Pull out the lines of the material from the line with "of the paved" through the end, and copy them word for word.

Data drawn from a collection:
━━━

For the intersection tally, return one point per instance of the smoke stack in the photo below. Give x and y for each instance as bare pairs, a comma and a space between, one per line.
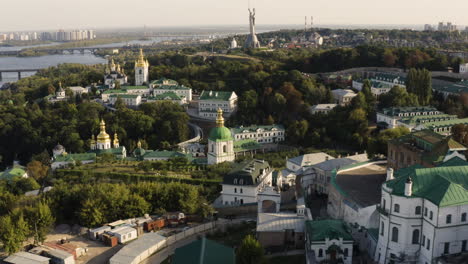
408, 187
389, 174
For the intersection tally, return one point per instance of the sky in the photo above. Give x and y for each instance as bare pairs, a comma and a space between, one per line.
80, 14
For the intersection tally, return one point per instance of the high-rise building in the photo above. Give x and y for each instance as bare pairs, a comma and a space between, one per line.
252, 41
141, 70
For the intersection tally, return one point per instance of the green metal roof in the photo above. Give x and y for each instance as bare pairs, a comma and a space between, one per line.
254, 128
115, 91
216, 95
166, 154
446, 123
319, 230
204, 251
249, 171
131, 96
455, 161
139, 87
75, 157
394, 111
220, 134
116, 151
164, 81
12, 173
444, 186
374, 233
246, 144
172, 87
165, 96
427, 118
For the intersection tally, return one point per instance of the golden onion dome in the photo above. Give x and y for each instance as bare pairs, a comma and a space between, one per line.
141, 60
103, 136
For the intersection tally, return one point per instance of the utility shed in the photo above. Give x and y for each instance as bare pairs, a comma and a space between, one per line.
139, 250
60, 257
26, 258
204, 251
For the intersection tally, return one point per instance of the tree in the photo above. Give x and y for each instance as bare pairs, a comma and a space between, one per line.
378, 145
90, 214
37, 170
13, 232
250, 252
389, 58
40, 219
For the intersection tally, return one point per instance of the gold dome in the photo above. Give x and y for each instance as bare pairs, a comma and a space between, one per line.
116, 140
220, 118
141, 62
103, 137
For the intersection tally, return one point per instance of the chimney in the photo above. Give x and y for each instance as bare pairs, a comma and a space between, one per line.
389, 174
408, 187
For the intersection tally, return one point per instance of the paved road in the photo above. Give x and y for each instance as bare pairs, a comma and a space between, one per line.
162, 255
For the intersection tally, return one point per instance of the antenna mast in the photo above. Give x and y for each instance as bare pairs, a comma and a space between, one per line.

━━━

## [Output for this exercise]
For the intersection tally, return one point per instance of the paved road in the photo above. Give x and y for each instance as bare pairs, a comma and a space between, one per line.
162, 255
For the intersection tally, return one point per instance of the antenna mast in the photo above. Give x and y for each instance as bare pairs, a comma and a space between, one per line.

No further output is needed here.